INPUT ROWS -
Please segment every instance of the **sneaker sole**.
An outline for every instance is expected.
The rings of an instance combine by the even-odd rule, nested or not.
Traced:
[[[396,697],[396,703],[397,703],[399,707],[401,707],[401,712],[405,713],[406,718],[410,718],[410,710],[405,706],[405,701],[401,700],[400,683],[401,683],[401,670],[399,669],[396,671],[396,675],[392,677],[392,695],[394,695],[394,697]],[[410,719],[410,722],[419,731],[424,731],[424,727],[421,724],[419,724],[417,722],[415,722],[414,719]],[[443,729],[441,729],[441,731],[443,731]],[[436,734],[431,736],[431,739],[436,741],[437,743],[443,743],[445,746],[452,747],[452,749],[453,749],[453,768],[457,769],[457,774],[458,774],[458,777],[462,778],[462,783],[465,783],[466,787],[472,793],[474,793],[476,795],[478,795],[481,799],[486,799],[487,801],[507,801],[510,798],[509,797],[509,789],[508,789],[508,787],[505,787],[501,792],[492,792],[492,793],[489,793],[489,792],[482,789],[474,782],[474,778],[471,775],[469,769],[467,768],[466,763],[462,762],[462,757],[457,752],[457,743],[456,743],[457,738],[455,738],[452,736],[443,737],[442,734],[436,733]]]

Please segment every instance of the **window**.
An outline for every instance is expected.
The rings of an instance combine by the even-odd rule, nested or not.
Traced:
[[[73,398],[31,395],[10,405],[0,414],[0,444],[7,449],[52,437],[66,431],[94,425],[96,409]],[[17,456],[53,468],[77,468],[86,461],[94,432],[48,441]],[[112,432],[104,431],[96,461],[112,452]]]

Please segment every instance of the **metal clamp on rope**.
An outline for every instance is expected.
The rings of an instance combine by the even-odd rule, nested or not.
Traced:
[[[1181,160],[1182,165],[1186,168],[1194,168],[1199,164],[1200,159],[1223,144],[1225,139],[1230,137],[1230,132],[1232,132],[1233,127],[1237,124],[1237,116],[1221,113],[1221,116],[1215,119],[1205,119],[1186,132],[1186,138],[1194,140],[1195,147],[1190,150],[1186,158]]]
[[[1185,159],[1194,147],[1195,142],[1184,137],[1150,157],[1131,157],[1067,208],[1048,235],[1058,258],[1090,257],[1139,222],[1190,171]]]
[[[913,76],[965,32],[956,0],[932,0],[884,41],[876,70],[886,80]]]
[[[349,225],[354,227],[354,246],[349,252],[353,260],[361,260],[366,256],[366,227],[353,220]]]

WHAT THE TASK REQUIRES - Reproduce the records word for word, from the line containing "Please segment every instance of the **metal" through the last line of the records, with both of those lines included.

CORRECT ANSWER -
Please segment every instance of the **metal clamp on rope**.
An outline for every instance is expected.
The rings of an instance combine by the even-odd rule, nested or not.
Traced:
[[[1181,160],[1182,165],[1186,168],[1194,168],[1199,164],[1200,159],[1223,144],[1225,139],[1230,137],[1230,132],[1232,132],[1233,127],[1237,124],[1237,116],[1221,113],[1221,116],[1215,119],[1205,119],[1186,132],[1186,138],[1194,140],[1195,147],[1190,150],[1186,158]]]
[[[1185,159],[1194,147],[1195,142],[1184,137],[1150,157],[1131,157],[1067,208],[1048,235],[1058,258],[1090,257],[1139,222],[1190,171]]]
[[[913,76],[965,32],[956,0],[932,0],[884,41],[876,70],[886,80]]]
[[[349,225],[354,227],[354,246],[349,252],[353,260],[361,260],[366,256],[366,227],[353,220]]]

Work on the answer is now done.